To do
1. In the module-testing extract, why does the IDE's command need the --add-opens option? Answer in one to three sentences.
2. Reproduce the module-testing extract word for word from "The most important" to "of the module.".

To understand what’s happening here we have to look what command is run by the IDE. I have appreviated the command a bit and kept the important bits:

/Library/Java/JavaVirtualMachines/jdk-17.jdk/Contents/Home/bin/java -ea \
--patch-module app=/Users/msimons/Projects/modulartesting/app/target/test-classes \
--add-reads app=ALL-UNNAMED \
--add-opens app/app=ALL-UNNAMED \
--add-modules app \
// Something something JUnit app.MainTest

Note: Why does it say app/app? The first app is the name of the module, the second the name of the exported package (which are in this case here the same).

First: --patch-module: “Patching modules” teaches us that one can patch sources and resources into a module. This is what’s happening here: The IDE adds my test classes into the app module, so they are subject to the one and only allowed module descriptor in that module.
Then --add-reads: This patches the module descriptor itself and basically makes it require another module (here: simplified everything).
The most important bit to successfully test things: --add-opens: It opens the app module to the whole world (but especially, to JUnit). It is not that JUnit needs direct access to the classes under test, but to the test classes which are – due to --patch-module part of the module.

Let’s compare what Maven/Surefire does with ./mvnw -X clean verify:

[DEBUG] Path to args file: /Users/msimons/Projects/modulartesting/app/target/surefire/surefireargs17684515751207543064
[DEBUG] args file content:
--module-path
"/Users/msimons/Projects/modulartesting/app/target/classes:/Users/msimons/Projects/modulartesting/greeter/target/greeter-1.0-SNAPSHOT.jar"
--class-path
"damn long class path"
--patch-module
app="/Users/msimons/Projects/modulartesting/app/target/test-classes"
--add-exports
app/app=ALL-UNNAMED
--add-modules
app
--add-reads
app=ALL-UNNAMED
org.apache.maven.surefire.booter.ForkedBooter

It doesn’t have the --add-opens part! Remember when I wrote that the app-module has no opens or export declaration? If it would, the --add-opens option would not have been necessary and my plain Maven execution would work. But adding it to my module is completely against what I want to achieve.

Recorded information
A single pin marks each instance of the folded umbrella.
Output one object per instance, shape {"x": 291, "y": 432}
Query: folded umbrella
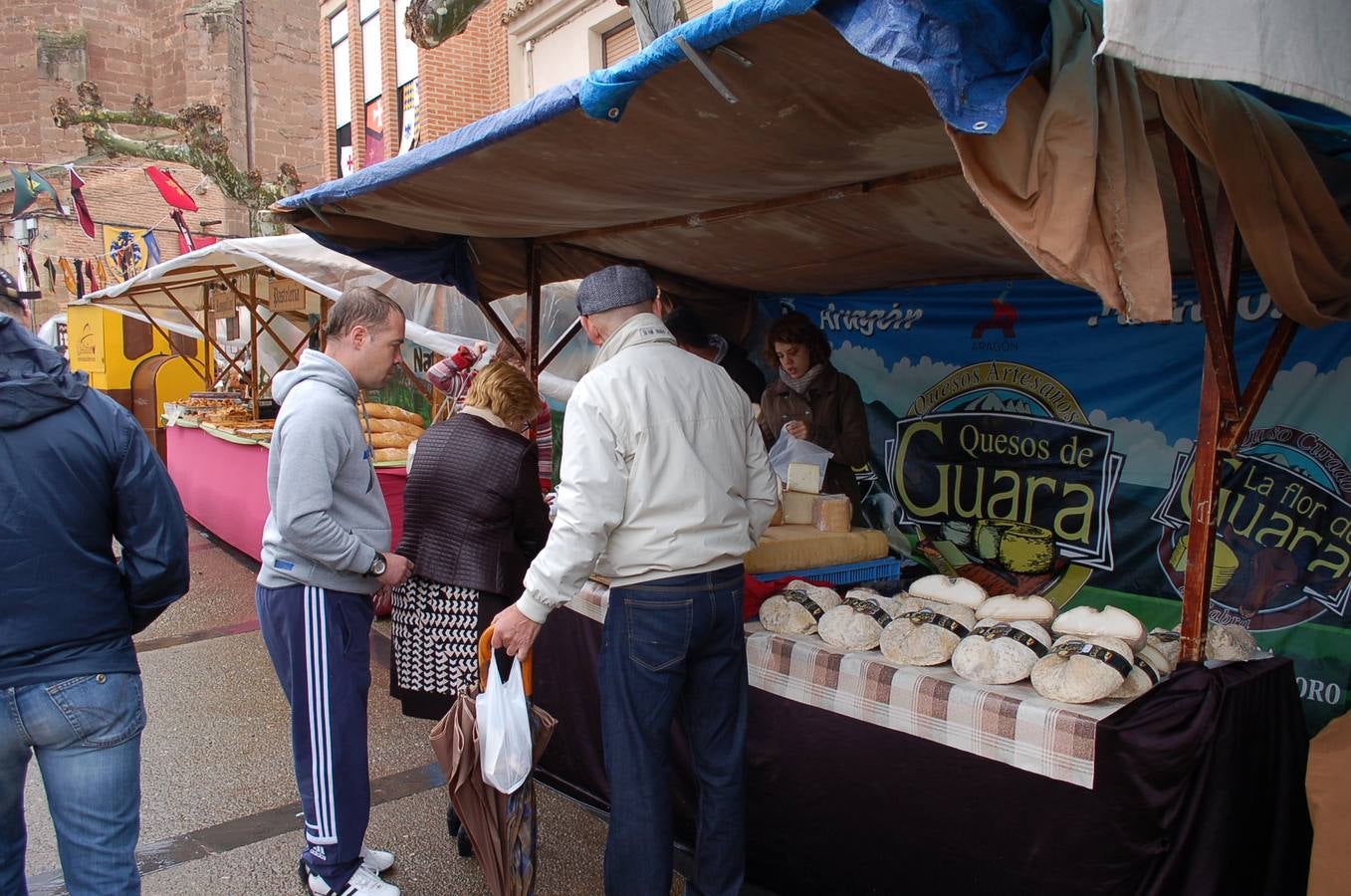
{"x": 500, "y": 826}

Solutions
1. JUnit needs access to the test classes rather than the classes under test, and --patch-module has made those test classes part of the app module. The --add-opens option opens the app module to the whole world, and especially to JUnit.

2.
The most important bit to successfully test things: --add-opens: It opens the app module to the whole world (but especially, to JUnit). It is not that JUnit needs direct access to the classes under test, but to the test classes which are – due to --patch-module part of the module.